▶ _GOAL OF THE EXERCISE_: Present every one of the records below as a Markdown table with a No. column for the row number and a Text column for the line. Leave out blank lines.

▶ _MATERIAL PROVIDED_:
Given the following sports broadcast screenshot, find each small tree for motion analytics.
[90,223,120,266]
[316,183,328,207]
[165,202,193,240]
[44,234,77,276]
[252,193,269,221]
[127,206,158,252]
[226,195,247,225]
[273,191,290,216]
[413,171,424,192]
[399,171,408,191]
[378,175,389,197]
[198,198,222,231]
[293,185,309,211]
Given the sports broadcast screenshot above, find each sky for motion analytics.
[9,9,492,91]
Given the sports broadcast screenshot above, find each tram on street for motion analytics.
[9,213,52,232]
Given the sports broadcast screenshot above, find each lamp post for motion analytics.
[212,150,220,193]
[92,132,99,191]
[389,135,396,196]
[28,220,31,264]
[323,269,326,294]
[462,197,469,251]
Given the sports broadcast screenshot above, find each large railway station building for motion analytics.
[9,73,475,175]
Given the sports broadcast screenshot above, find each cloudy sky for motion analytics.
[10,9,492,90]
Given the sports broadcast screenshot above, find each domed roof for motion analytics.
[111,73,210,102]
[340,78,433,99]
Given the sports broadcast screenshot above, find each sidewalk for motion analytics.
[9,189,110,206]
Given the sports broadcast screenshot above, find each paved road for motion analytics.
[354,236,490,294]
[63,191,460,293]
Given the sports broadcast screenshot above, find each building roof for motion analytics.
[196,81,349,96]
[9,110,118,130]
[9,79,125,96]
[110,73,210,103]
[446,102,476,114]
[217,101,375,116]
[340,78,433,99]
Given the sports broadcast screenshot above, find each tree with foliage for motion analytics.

▶ _EXERCISE RESULT_:
| No. | Text |
|---|---|
| 1 | Given the following sports broadcast screenshot, find each small tree for motion analytics. |
| 2 | [90,223,120,266] |
| 3 | [316,183,328,207] |
| 4 | [165,202,193,240] |
| 5 | [44,234,77,276] |
| 6 | [252,193,269,221] |
| 7 | [127,206,158,252] |
| 8 | [226,195,247,225] |
| 9 | [273,191,290,216] |
| 10 | [413,171,424,192] |
| 11 | [399,171,408,191] |
| 12 | [378,175,389,197] |
| 13 | [198,198,222,231] |
| 14 | [293,185,309,211] |
| 15 | Given the sports broadcast screenshot above, find each sky for motion analytics. |
| 16 | [9,9,492,91] |
| 17 | Given the sports broadcast screenshot above, find each tram on street for motion analytics. |
| 18 | [9,213,52,232] |
| 19 | Given the sports broadcast screenshot above, find each lamp post for motion analytics. |
| 20 | [212,150,220,193] |
| 21 | [92,132,99,191] |
| 22 | [389,135,396,196] |
| 23 | [28,220,31,264] |
| 24 | [323,269,326,294] |
| 25 | [462,197,469,251] |
| 26 | Given the sports broadcast screenshot above, find each large railway station building for motion analytics. |
| 27 | [9,73,475,175] |
| 28 | Given the sports broadcast screenshot above, find each cloudy sky for motion analytics. |
| 29 | [10,9,492,90] |
| 30 | Given the sports broadcast screenshot above, find each domed roof for motion analytics. |
| 31 | [111,73,210,102] |
| 32 | [340,78,433,99] |
| 33 | Given the sports broadcast screenshot above, find each sidewalk for motion analytics. |
| 34 | [9,189,110,206] |
| 35 | Given the sports broadcast screenshot above, find each paved road for motion analytics. |
| 36 | [354,236,490,294] |
| 37 | [63,191,460,293] |
| 38 | Given the sports broadcast screenshot above, find each building roof for motion analytics. |
| 39 | [196,81,349,96] |
| 40 | [9,110,118,130] |
| 41 | [9,79,125,96] |
| 42 | [110,73,210,103] |
| 43 | [446,102,476,114] |
| 44 | [217,101,375,116] |
| 45 | [340,78,433,99] |
| 46 | Given the sports broadcast screenshot above, find each tree with foliage for motion analytics. |